# start of Provided passage
“We have been keeping a little secret…. The kind that is so much fun to share when the time comes. Today we announce XBMC for Android. Not a remote, not a thin client; the real deal. No root or jailbreak required. XBMC can be launched as an application on your set-top-box, tablet, phone, or wherever else Android may be found.” So, this just made Google TV useful, right?
I think XBMC could be the Ouya killer app.
http://www.kickstarter.com/projects/ouya/ouya-a-new-kind-of-video-g…
So the killer app for a game console is to watch videos?
Well, back in the day, one of the PS2 killer apps was playing DVD-video discs. xD
My “killer app” for a video game system was always playing games. When other people were jizzing in their pants over the ability to use their PS2 as a cheap DVD player, I laughed and considered it nothing more than a way to shorten the life of the system’s DVD-ROM drive, thereby reducing the life of the system to do what it was meant to do to begin with–play games. I still view it that way; I would never stick a DVD movie in a gaming console. Similarly, I would not use my Wii to watch Netflix, either, and would only consider minor exceptions to using a Web browser (you can actually do some minor gaming-related things, like going to GameFAQS for example).
Maybe I’m old-fashioned, but I like my gaming systems to exceed with what they do best… everything gaming. Which probably explains why I have been steadily distancing away from gaming after the GameCube, and further with “New Xbox Experience” bullshit. Nintendo was the one company I could always count on, but with the latest portable DS systems (which I lost track of) even they’re heading on a path toward never-ending non-gaming “features”.
I don’t know much about the Wii U, but I’m guessing it continues the trend–though maybe not to the extreme that Microsoft and Sony take it.
I mostly agree with you, though hacking systems can be fun.
This is all the more reason to do PC gaming these days; all a console gets you is sub-par hardware locked down tighter than Fort Knox, and no Steam sales.
Of course, co-op/multiplayer same-room gaming is always fun on consoles, but the number and type of games that support this is becoming limited since publishers apparently think it is more lucrative to sell network-only co-op games so that everyone has to buy a copy.
free from fiddling (with drivers, OS, and such) couch experience (not limited to one couch – its variant of portability). Even better around ~pub time (yeah, maybe the proportions of such games have declined, but what matters is the presence of sufficient number of good ones – and that includes titles from a generation or two ago, they are still damn good)
# end of Provided passage
# start of Source data
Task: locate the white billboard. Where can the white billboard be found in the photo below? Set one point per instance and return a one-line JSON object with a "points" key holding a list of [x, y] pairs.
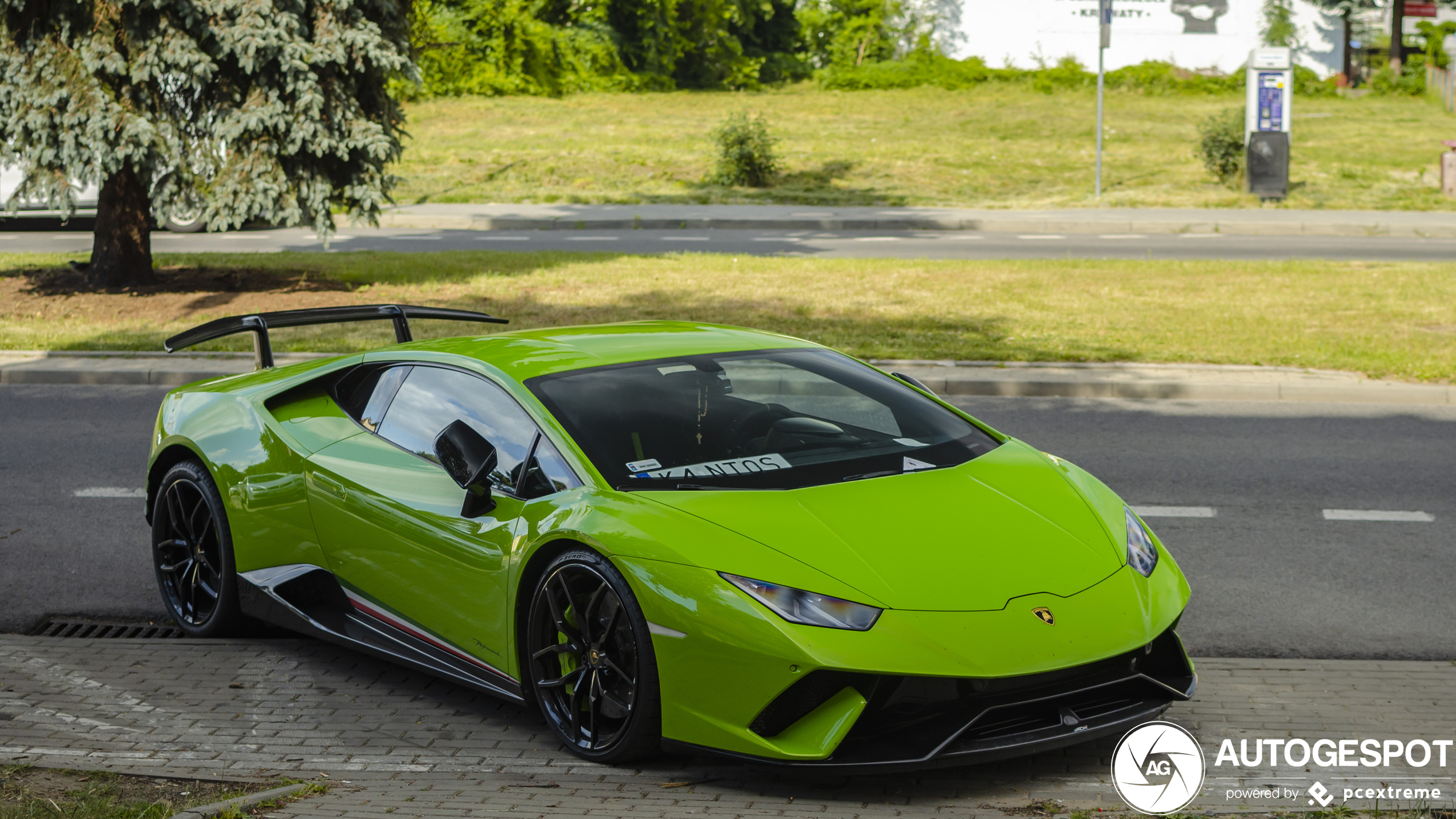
# end of Source data
◆ Objectives:
(a) Reproduce the XBMC comment thread word for word, everything from "Maybe I’m old-fashioned, but" down to "no Steam sales.".
(b) Pick up the XBMC comment thread after its final comment and extend it.

◆ Answers in order:
(a)
Maybe I’m old-fashioned, but I like my gaming systems to exceed with what they do best… everything gaming. Which probably explains why I have been steadily distancing away from gaming after the GameCube, and further with “New Xbox Experience” bullshit. Nintendo was the one company I could always count on, but with the latest portable DS systems (which I lost track of) even they’re heading on a path toward never-ending non-gaming “features”.
I don’t know much about the Wii U, but I’m guessing it continues the trend–though maybe not to the extreme that Microsoft and Sony take it.
I mostly agree with you, though hacking systems can be fun.
This is all the more reason to do PC gaming these days; all a console gets you is sub-par hardware locked down tighter than Fort Knox, and no Steam sales.

(b)
And overall, only recently an average inexpensive PC (which means a laptop with integrated gfx) became comparable to present-gen console.
Edited 2012-07-22 00:07 UTC
Gaming hardware is more or less general purpose these days for the simple fact that it makes them more appealing to more people, most don’t want a half dozen single use devices that they have to find a way to connect to a TV that only has 2-3 inputs, they don’t want another device drawing more power, putting out more heat and having more LED lights that always seem to be pointed directly into your retina when you are trying to watch a watching a movie in a dark room.
And the console companies know this, they are moving more and more toward making the console what it is, a dedicated HTPC, in the next gen or 2 we will likely see them add a cable card so they can have full DVR capability.
The only problem with game consoles from the big companies is that they are designed to be walled garden devices.
It’s why I’ve been wondering for some time now why a company like AMD hasn’t whipped up a game console, they halve all the necessary tech to make a very good one. All they’d need to do is hire someone to mod up a BSD for them so they can still allow for a more or less open platform to upstart developers from the PC gaming world, but still be able to appease the media companies and the console game companies that think DRM does anything.
Since the hardware would be more or less standard off the shelf x86 hardware each year they could slash production costs via die shrinks while keeping the same level of performance over the console’s 5 year generational lifespan.
Without being a walled garden, consoles would possibly lose a large part of reasons why people get them (particularly now that they are networked). A successful console is much more than good tech (Dreamcast was quite good tech-wise, but…)
An open platform console would probably end up much more expensive up-front than competition, the model of subsidizing hardware being less viable on it. Hence hardly anybody would buy it, hence no support of big games, and/or more traditional makers would do some sweet deals with publishers. So we’d probably end up with effects reminiscent of those leading to 1983 video game crash, but limited to that one console (Atari 2600 was also quite open, as far as publishing games went; the idea of closed systems is what revitalised the landscape…)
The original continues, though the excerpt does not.